## WRITTEN EXERCISE
Rewrite as a numbered list the lines below from the line with "Kindly give the mask of every instance of the sunflower." to the line with "11L91 161L3 160L22", both included, omitting any blank lines.

## SOURCE DATA

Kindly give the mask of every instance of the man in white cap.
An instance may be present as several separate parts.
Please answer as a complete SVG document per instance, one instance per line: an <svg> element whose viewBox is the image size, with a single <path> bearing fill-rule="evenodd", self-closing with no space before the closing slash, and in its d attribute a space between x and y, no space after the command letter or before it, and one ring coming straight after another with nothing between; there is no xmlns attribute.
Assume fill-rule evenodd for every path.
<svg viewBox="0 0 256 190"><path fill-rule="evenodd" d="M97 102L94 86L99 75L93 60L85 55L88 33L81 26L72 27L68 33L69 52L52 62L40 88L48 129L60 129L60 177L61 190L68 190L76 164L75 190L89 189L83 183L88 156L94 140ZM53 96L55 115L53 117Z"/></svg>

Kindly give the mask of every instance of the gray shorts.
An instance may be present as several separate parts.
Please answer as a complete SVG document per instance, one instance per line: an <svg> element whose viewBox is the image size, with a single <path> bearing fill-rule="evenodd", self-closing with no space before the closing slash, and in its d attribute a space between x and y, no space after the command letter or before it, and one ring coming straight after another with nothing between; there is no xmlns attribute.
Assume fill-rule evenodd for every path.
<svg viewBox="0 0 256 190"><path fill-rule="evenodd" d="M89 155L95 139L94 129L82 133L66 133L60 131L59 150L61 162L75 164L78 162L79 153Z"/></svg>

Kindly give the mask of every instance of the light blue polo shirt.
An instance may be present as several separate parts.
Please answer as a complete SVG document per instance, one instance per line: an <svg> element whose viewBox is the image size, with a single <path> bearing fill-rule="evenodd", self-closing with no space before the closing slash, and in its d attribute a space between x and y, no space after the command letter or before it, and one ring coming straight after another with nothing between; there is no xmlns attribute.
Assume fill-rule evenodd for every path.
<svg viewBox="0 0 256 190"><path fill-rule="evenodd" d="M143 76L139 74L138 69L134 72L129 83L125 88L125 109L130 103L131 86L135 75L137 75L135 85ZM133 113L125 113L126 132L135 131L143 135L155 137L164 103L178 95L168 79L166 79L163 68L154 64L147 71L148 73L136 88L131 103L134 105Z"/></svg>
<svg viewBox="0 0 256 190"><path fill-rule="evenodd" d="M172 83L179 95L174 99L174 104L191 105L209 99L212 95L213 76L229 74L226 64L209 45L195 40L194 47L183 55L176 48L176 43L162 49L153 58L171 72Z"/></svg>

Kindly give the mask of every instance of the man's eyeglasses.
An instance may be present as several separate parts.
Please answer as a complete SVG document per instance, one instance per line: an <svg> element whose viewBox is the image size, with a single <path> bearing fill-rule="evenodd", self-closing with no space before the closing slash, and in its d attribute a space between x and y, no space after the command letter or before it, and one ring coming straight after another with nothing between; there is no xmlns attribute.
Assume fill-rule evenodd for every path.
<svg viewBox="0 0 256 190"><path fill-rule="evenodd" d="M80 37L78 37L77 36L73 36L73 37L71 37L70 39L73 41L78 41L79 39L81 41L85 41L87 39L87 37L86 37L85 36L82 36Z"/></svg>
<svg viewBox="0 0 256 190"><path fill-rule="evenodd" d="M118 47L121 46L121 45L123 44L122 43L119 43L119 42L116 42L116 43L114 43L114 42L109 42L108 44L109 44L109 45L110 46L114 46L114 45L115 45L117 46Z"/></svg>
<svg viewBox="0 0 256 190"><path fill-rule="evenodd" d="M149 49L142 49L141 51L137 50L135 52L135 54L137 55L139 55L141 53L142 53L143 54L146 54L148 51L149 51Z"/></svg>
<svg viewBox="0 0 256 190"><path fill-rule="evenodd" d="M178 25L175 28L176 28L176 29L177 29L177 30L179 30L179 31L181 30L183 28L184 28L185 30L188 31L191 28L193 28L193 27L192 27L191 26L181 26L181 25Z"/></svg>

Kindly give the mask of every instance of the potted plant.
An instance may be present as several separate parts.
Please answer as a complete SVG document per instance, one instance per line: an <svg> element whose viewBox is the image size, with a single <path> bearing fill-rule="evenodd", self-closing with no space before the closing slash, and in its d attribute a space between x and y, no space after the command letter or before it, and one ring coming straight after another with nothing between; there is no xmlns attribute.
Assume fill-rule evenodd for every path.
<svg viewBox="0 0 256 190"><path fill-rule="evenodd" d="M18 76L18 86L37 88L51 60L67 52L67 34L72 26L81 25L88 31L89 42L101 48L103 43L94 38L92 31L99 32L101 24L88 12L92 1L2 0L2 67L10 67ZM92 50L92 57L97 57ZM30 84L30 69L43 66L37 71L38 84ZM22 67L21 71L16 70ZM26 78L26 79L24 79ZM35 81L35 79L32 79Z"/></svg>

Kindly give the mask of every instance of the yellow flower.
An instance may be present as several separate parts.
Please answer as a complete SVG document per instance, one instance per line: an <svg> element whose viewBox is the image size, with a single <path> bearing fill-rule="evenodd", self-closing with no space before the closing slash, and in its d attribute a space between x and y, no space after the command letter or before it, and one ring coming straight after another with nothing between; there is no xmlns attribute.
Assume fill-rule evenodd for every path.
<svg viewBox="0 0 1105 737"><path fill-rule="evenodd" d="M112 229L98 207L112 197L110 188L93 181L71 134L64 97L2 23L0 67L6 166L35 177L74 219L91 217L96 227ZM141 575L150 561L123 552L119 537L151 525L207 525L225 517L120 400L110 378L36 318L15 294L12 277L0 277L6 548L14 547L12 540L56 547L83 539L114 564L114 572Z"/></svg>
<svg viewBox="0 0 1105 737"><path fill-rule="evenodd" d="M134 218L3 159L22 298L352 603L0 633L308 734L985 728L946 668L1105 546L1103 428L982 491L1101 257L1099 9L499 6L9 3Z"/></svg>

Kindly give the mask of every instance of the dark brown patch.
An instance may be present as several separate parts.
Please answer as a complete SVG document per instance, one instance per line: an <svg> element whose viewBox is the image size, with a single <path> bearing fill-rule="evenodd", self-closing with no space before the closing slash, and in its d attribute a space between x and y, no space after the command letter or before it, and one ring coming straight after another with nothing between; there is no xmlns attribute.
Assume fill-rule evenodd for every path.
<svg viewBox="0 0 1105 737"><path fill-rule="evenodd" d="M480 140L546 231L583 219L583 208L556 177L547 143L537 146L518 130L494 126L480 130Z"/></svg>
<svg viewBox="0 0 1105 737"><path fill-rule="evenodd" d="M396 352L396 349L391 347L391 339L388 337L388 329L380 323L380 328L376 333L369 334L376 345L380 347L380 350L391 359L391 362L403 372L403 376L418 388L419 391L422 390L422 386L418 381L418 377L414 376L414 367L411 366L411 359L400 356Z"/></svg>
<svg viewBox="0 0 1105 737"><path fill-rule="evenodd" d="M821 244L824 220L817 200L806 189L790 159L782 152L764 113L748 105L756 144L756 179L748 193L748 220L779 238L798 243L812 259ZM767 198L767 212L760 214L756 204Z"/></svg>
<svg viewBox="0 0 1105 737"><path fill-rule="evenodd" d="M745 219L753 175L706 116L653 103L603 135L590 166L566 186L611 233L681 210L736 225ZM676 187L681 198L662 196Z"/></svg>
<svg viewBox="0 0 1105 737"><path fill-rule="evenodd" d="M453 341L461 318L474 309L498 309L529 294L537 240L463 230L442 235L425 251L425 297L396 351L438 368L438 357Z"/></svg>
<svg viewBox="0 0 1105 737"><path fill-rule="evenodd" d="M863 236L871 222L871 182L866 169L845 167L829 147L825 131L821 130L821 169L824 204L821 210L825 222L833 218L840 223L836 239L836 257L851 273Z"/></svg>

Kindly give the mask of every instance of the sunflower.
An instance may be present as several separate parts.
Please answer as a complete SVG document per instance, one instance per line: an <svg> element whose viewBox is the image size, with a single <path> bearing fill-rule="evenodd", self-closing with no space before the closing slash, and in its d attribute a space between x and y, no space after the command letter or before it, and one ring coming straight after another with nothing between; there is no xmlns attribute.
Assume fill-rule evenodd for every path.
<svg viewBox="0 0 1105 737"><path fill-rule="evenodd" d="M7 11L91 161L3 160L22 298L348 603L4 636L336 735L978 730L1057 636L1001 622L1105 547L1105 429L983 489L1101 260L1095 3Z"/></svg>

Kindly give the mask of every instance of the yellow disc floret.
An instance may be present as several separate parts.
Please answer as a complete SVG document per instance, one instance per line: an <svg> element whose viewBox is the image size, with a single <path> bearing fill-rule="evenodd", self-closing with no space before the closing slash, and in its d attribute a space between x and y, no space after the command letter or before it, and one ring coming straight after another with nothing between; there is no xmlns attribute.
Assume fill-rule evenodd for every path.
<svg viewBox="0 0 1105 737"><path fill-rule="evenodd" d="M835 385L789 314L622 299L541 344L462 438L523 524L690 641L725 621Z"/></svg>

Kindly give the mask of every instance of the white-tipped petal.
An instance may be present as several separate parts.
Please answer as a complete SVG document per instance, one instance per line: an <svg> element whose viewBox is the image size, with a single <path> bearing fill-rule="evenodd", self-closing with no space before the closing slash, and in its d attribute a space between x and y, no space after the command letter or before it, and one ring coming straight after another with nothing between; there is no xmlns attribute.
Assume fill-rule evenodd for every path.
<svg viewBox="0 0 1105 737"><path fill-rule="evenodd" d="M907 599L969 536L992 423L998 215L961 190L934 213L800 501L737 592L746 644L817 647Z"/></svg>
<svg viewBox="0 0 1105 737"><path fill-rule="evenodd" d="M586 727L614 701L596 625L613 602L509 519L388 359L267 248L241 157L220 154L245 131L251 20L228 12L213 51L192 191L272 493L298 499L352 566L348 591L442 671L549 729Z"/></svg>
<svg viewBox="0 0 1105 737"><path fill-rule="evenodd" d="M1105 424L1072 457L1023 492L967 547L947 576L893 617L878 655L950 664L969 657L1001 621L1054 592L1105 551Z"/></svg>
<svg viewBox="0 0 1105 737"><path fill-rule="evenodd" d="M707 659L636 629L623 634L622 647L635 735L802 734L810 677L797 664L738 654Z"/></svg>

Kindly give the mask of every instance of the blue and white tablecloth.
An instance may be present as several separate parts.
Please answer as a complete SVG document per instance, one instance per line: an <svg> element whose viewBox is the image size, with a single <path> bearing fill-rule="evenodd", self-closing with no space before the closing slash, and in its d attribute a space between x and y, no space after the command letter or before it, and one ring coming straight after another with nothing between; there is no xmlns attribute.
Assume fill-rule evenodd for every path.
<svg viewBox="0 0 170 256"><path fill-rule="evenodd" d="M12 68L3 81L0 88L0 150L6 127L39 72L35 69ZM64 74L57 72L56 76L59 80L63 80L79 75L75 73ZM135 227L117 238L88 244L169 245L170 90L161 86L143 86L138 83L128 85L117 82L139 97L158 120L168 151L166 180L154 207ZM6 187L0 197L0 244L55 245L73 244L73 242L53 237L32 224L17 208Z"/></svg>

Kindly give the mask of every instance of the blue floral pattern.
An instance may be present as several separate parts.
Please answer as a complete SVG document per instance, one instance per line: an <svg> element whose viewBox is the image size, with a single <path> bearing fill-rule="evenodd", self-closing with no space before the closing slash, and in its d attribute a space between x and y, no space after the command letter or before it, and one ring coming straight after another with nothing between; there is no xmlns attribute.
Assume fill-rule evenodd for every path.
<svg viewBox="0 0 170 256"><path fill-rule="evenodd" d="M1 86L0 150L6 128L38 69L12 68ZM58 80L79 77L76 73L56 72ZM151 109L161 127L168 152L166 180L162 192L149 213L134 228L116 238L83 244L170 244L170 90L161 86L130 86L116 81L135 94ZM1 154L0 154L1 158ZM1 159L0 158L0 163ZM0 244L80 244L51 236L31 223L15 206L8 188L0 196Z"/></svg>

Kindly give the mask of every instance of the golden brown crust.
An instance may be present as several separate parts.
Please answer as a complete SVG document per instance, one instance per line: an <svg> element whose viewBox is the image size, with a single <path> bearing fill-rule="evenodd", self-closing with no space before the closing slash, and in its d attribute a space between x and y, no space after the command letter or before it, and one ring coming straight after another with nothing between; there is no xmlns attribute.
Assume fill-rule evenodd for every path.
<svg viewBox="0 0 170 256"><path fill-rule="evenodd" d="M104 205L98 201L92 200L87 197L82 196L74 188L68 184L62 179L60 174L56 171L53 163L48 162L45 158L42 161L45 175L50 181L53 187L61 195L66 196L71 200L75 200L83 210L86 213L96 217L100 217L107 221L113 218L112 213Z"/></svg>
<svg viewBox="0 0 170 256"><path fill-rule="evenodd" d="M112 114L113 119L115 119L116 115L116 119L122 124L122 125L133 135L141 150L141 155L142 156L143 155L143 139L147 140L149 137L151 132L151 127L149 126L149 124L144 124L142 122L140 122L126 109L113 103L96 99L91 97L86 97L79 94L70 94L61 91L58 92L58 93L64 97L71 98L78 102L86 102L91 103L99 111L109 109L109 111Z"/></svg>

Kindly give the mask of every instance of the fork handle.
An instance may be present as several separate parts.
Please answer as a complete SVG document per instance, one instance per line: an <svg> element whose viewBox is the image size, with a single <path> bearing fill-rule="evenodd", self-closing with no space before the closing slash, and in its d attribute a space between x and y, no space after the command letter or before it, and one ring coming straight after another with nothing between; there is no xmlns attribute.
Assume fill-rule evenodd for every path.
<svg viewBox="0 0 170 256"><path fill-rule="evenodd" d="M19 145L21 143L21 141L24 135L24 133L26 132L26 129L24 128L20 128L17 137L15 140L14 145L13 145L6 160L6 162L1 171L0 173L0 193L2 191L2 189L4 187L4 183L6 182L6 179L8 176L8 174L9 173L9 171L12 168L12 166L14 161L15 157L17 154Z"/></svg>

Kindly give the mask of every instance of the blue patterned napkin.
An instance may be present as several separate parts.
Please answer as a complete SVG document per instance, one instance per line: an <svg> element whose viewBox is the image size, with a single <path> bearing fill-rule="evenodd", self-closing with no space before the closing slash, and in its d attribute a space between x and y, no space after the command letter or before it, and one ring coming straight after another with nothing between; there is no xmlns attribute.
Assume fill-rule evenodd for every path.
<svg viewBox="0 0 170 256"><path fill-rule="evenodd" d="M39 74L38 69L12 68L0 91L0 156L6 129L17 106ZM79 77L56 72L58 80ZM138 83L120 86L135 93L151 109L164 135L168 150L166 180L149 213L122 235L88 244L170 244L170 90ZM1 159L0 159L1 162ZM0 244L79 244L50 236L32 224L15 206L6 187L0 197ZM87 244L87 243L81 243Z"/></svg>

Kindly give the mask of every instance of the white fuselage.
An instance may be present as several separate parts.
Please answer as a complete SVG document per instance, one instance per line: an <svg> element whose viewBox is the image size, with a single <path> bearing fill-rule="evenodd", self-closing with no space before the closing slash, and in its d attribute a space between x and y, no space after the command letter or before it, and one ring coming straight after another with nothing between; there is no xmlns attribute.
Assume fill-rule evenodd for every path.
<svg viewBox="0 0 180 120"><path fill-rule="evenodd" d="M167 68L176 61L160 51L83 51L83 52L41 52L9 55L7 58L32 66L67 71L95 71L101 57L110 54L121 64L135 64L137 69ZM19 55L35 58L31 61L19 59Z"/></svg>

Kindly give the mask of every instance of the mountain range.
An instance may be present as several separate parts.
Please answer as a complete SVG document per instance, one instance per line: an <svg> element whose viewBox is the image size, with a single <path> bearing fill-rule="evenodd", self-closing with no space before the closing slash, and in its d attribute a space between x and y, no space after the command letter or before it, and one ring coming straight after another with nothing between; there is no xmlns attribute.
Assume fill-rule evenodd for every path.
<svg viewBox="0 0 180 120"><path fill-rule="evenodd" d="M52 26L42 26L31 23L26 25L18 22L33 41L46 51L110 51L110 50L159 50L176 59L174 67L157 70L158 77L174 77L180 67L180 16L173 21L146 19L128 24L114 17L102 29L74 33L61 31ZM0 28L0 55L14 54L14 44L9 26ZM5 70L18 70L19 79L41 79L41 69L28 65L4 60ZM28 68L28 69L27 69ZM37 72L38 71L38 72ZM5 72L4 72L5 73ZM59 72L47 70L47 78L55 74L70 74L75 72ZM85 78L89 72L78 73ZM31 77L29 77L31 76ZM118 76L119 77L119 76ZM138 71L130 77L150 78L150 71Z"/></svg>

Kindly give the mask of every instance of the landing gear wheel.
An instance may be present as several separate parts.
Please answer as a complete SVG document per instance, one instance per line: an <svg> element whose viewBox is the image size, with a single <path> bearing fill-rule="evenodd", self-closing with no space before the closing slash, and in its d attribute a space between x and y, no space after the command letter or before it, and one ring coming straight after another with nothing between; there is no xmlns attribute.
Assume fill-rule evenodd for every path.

## ANSWER TO THIS EXERCISE
1. Kindly give the mask of every instance of the sunflower.
2. An instance may be present as several separate parts.
3. Please answer as a complete SVG document per instance, one instance per line: an <svg> element whose viewBox is the image size, with a single <path> bearing fill-rule="evenodd", self-closing with no space before the closing slash, and in its d attribute a space between x and y, no space after the command letter or before it, and one ring coming straight after another with nothing between; there is no xmlns attribute.
4. Assume fill-rule evenodd for every path.
5. <svg viewBox="0 0 1105 737"><path fill-rule="evenodd" d="M7 11L91 161L3 160L22 298L348 603L4 636L336 735L978 730L1057 636L1001 622L1105 547L1105 429L983 489L1101 260L1095 3Z"/></svg>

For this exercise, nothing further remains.